- About this task -
The expected response is the entire set of entries, copied exactly.

- Opening Delimiter -

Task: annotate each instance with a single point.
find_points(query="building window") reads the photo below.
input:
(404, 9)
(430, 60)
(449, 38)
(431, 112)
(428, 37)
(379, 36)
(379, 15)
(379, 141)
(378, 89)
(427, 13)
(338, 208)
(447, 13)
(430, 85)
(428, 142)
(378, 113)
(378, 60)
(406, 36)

- Closing Delimiter -

- Solution -
Task: annotate each instance with a single point.
find_points(query="building window") reads the photo below.
input:
(404, 9)
(430, 60)
(449, 38)
(431, 112)
(428, 37)
(379, 36)
(379, 15)
(379, 141)
(378, 89)
(427, 13)
(338, 208)
(447, 13)
(430, 85)
(428, 142)
(378, 113)
(378, 60)
(406, 36)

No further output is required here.